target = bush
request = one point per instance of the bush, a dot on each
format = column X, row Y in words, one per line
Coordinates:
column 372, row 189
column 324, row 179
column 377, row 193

▸ What is required: However many lines the data holds, return each one exactly.

▸ Final answer:
target = bush
request = one point per instance of the bush, a dot on each
format = column X, row Y in words, one per line
Coordinates:
column 372, row 189
column 324, row 179
column 377, row 193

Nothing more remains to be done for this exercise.